▶ [TASK DIRECTIONS] Reproduce the lines below verbatim, starting at the line containing "Where can you see the green leaf?" and continuing through the line containing "<point>112,155</point>", including both of those lines.

─── ITEMS

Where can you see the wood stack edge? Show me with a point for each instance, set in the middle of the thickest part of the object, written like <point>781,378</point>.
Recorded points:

──────
─── ITEMS

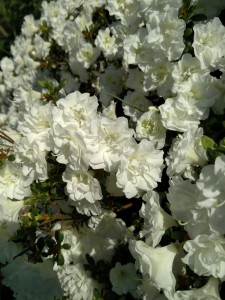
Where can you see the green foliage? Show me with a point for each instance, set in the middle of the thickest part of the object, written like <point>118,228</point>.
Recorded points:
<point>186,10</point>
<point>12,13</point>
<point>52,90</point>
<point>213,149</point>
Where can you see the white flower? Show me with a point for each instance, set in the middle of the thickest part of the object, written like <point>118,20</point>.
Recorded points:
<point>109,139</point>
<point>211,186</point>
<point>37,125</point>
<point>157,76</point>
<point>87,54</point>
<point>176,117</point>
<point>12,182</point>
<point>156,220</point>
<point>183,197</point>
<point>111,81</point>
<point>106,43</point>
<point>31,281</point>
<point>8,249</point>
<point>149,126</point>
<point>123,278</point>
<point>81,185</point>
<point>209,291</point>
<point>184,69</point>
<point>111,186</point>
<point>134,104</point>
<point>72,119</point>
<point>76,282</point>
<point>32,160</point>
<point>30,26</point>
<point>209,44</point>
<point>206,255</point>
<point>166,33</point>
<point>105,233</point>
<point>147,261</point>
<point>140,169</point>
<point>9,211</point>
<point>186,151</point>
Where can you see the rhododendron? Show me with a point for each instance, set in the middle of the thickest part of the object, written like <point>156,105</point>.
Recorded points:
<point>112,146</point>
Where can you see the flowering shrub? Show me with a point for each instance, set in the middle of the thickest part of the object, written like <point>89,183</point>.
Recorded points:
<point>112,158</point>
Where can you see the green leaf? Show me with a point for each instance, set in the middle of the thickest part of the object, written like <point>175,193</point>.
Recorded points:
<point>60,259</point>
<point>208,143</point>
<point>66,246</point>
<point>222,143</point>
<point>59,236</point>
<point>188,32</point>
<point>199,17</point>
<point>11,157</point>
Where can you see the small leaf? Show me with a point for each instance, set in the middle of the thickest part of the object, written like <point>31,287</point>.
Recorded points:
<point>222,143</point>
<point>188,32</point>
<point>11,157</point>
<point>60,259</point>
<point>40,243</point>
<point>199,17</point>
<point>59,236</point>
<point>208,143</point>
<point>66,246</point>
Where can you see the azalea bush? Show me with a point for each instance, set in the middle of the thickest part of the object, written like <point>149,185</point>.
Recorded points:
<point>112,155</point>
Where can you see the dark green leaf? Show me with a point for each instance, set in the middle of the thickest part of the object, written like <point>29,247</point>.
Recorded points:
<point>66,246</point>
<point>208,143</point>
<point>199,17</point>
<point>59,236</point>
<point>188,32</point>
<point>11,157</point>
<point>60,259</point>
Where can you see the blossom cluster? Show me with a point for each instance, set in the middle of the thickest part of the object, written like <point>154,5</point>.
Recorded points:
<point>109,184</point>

──────

▶ [RESULT FOR THIS EXERCISE]
Where can you see the green leaf? Show me with a point for each instance, set in the middle of the thickest part of the object, written like <point>175,193</point>.
Recorded points:
<point>60,259</point>
<point>208,143</point>
<point>66,246</point>
<point>222,143</point>
<point>59,236</point>
<point>188,32</point>
<point>199,17</point>
<point>11,157</point>
Where can you see the small leaf? Show me with a point for each instance, set in the middle of the thickest part of the object, written like <point>31,287</point>.
Recorded points:
<point>222,143</point>
<point>188,32</point>
<point>11,157</point>
<point>60,259</point>
<point>40,243</point>
<point>199,17</point>
<point>59,236</point>
<point>208,143</point>
<point>66,246</point>
Where can you see the azalea bush? Show me with a point for each instance, set in the middle of the thickest part of the object, written like <point>149,185</point>.
Recorded points:
<point>112,155</point>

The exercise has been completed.